WORK REQUIRED:
In the news report about Will Stack's traffic stop, what did the officer give him a warning citation for?

COLUMBIA, SC (WIS) - It began with a few thoughts recorded on his cell phone after being pulled over by a Lexington police officer. Now, Will Stack's observations on law enforcement, race and owning up to a mistake have been seen by nearly 90 million people worldwide.
"Suffice to say, it's been crazy," Stack said.
Stack was trying to make a turn in downtown Lexington last Wednesday when he was stopped by officer Daniel Smith. The officer, who is white, gave the 22-year-old African American Army National Guardsman a warning citation for illegal use of the median.
Stack said on Friday he realized he had made an improper turn, but after thinking about what he characterized as a cordial interaction with the officer, Stack recorded a two minute video and posted it.
He says at the time of the traffic stop, he had seen the cell phone video of the fatal shooting of 50-year-old Walter Scott by a North Charleston police officer.
However, the traffic stop in Lexington ended with a much better outcome.

INFORMATION PROVIDED:
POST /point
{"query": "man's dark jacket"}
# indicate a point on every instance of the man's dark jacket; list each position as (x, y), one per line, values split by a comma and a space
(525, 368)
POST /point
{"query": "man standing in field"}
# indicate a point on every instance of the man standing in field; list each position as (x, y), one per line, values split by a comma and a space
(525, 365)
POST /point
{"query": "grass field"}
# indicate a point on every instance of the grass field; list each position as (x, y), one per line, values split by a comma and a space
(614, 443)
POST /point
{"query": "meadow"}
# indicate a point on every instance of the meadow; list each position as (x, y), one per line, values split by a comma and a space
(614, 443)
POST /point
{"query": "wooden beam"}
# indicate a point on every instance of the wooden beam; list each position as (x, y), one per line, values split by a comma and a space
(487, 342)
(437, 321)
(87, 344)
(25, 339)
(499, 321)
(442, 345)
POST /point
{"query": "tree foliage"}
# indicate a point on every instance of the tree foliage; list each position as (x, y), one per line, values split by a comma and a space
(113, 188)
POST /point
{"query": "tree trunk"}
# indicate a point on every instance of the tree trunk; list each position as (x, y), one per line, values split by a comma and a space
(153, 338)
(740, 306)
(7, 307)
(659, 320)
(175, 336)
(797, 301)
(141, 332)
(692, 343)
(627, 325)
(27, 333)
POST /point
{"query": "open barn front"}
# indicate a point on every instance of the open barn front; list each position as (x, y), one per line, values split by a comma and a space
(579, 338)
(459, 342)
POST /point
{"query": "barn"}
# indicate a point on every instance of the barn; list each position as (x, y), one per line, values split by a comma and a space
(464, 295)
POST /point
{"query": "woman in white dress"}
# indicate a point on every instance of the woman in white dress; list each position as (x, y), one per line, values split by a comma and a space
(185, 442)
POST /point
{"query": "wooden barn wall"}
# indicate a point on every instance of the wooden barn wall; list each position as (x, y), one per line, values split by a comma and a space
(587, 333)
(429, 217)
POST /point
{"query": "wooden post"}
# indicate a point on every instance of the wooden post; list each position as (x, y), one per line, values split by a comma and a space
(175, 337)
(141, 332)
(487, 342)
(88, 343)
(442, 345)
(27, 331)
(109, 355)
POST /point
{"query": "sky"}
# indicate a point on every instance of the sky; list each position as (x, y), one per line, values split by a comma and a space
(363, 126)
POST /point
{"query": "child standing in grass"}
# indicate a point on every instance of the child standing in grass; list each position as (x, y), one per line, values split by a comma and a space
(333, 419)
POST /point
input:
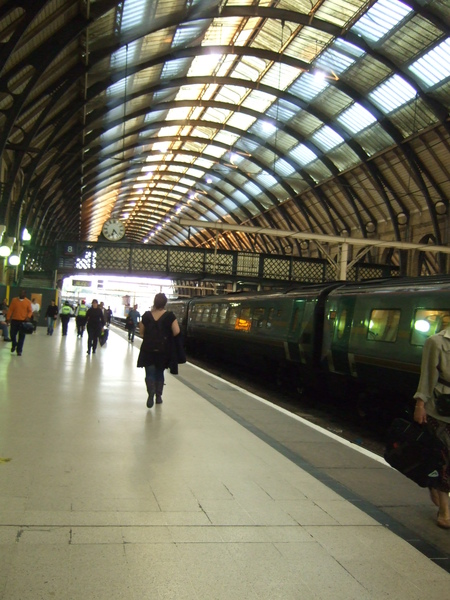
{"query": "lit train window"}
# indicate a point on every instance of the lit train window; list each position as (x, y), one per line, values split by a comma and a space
(223, 312)
(427, 322)
(214, 313)
(233, 314)
(206, 311)
(198, 313)
(341, 323)
(246, 313)
(258, 317)
(383, 325)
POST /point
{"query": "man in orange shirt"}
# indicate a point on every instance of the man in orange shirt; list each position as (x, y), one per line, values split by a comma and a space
(19, 311)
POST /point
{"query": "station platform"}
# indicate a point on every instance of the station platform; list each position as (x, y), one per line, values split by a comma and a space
(215, 494)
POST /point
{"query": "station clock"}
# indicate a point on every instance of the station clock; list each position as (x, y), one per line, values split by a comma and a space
(113, 230)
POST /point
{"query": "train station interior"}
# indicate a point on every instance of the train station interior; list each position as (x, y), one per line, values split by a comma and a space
(207, 147)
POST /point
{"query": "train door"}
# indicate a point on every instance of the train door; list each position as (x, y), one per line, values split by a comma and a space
(340, 321)
(294, 350)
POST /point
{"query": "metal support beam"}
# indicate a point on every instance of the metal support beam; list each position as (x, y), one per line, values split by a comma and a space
(313, 236)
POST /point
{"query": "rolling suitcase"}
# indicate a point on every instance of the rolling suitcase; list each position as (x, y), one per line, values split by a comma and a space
(413, 451)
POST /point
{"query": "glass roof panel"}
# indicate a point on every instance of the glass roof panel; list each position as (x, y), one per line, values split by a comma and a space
(356, 118)
(259, 99)
(302, 155)
(308, 86)
(280, 76)
(338, 58)
(434, 66)
(392, 94)
(241, 121)
(383, 17)
(327, 138)
(281, 167)
(133, 13)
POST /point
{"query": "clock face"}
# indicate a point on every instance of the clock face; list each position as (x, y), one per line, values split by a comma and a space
(113, 230)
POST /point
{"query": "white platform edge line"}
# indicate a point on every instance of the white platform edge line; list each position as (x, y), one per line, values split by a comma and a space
(331, 435)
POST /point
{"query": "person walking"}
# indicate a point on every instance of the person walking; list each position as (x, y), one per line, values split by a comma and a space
(157, 328)
(3, 325)
(51, 315)
(35, 307)
(95, 322)
(64, 314)
(19, 312)
(433, 410)
(80, 318)
(133, 318)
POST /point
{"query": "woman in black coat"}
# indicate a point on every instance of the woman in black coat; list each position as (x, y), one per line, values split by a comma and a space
(95, 322)
(158, 327)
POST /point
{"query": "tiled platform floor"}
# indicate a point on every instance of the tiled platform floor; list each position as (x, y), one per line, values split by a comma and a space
(104, 499)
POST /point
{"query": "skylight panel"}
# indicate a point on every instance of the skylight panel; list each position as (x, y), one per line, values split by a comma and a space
(308, 86)
(266, 180)
(178, 114)
(302, 155)
(338, 58)
(434, 66)
(281, 167)
(382, 18)
(356, 118)
(123, 56)
(133, 14)
(392, 94)
(282, 111)
(327, 138)
(240, 197)
(252, 189)
(241, 121)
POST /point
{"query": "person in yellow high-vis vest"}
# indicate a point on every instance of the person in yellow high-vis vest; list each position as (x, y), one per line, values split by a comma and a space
(64, 314)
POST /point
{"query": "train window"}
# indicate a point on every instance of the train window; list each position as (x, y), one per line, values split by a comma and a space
(427, 322)
(270, 317)
(246, 313)
(383, 325)
(341, 323)
(258, 316)
(206, 311)
(233, 314)
(198, 313)
(223, 313)
(214, 313)
(298, 314)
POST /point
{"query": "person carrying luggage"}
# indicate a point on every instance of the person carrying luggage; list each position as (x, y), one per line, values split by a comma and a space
(432, 409)
(157, 327)
(80, 318)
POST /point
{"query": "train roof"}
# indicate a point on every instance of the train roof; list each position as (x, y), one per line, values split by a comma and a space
(395, 284)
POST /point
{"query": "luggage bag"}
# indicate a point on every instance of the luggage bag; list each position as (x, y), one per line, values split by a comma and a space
(413, 451)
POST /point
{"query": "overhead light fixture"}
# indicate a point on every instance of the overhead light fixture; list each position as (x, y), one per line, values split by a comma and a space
(7, 246)
(14, 260)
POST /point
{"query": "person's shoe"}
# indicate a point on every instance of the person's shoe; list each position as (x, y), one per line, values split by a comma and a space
(443, 522)
(434, 496)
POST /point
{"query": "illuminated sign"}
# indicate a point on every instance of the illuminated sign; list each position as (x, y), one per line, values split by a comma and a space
(243, 325)
(81, 283)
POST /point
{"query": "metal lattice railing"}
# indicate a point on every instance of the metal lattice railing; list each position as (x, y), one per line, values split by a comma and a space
(174, 262)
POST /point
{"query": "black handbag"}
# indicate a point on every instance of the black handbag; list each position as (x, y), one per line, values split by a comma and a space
(442, 403)
(413, 451)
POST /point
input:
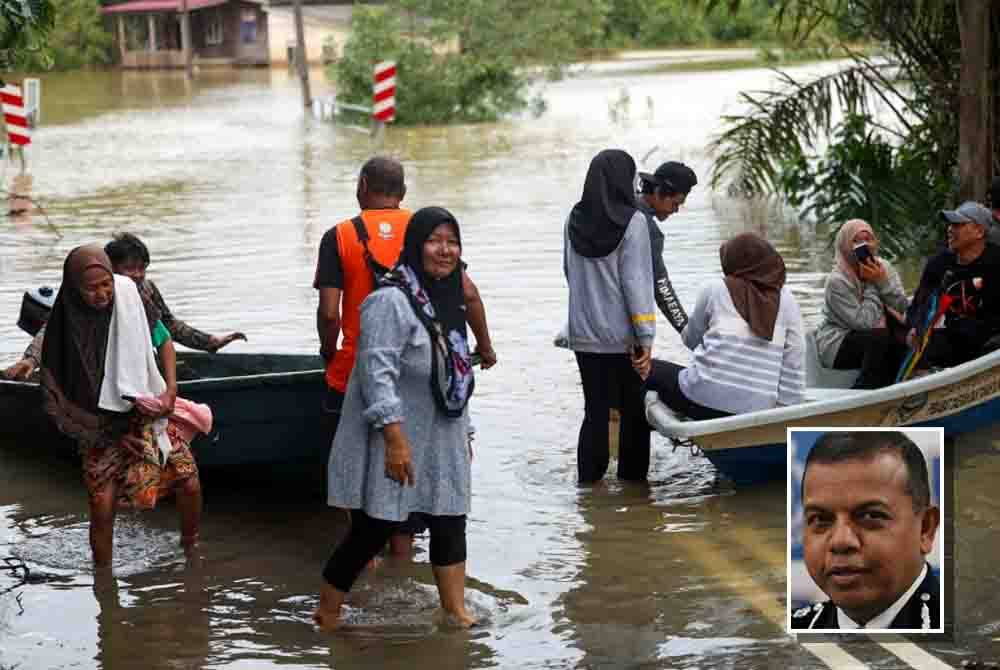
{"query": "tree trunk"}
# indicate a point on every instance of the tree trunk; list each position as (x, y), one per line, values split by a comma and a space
(975, 116)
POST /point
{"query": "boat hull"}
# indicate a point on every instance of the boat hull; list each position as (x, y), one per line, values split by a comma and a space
(751, 449)
(266, 410)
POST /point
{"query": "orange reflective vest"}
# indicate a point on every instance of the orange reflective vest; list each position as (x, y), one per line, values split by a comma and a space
(386, 229)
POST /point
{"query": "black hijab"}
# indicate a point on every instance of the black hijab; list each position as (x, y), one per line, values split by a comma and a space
(76, 337)
(440, 306)
(597, 223)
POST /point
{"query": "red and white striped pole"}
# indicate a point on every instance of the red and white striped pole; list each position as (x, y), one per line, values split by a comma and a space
(14, 115)
(384, 93)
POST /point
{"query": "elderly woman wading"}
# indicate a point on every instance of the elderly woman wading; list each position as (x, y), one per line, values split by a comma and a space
(863, 299)
(401, 447)
(98, 348)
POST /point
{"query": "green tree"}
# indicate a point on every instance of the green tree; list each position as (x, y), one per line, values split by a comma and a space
(24, 25)
(462, 61)
(79, 37)
(895, 152)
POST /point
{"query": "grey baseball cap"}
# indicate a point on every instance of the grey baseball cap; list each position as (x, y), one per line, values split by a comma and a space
(969, 212)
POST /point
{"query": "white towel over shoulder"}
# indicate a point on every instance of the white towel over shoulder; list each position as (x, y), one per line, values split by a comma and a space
(129, 362)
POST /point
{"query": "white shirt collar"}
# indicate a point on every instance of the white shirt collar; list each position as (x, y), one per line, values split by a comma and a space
(884, 620)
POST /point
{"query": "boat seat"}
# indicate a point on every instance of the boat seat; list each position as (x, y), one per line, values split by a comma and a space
(818, 376)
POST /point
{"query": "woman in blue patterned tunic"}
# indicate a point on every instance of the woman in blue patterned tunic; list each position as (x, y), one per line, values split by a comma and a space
(401, 447)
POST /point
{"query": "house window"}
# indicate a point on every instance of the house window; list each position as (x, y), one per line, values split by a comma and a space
(213, 27)
(248, 26)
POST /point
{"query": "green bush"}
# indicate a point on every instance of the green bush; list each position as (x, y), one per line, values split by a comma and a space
(431, 87)
(77, 39)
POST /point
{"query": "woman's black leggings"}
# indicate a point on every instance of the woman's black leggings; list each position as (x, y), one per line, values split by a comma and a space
(368, 535)
(609, 381)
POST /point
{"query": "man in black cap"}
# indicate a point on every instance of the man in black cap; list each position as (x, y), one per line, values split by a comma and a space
(662, 193)
(969, 271)
(994, 201)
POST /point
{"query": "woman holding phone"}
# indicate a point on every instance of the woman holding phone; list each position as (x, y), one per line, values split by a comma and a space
(864, 300)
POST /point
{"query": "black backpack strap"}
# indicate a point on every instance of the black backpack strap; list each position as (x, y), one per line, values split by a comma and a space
(377, 269)
(362, 232)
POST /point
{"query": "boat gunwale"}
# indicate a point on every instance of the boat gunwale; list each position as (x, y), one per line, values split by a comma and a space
(208, 382)
(675, 428)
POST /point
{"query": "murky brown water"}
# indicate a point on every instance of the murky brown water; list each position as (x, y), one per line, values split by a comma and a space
(232, 189)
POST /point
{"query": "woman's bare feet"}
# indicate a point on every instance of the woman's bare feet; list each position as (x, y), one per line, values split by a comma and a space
(462, 618)
(327, 615)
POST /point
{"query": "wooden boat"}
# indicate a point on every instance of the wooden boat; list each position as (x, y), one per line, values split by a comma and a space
(751, 448)
(266, 407)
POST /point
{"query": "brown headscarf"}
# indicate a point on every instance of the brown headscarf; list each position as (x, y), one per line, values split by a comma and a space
(755, 273)
(76, 339)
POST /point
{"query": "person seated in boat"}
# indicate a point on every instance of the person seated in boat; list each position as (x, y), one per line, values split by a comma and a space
(35, 309)
(102, 388)
(868, 526)
(130, 257)
(401, 447)
(747, 338)
(863, 310)
(968, 272)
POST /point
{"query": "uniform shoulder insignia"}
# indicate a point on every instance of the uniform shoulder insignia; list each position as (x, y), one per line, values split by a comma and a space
(802, 611)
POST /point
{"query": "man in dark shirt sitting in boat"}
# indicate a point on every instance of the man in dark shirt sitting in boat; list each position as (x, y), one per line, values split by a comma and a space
(130, 257)
(969, 272)
(868, 524)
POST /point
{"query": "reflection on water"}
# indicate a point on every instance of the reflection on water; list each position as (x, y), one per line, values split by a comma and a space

TASK RESPONSE:
Illegal use of the median.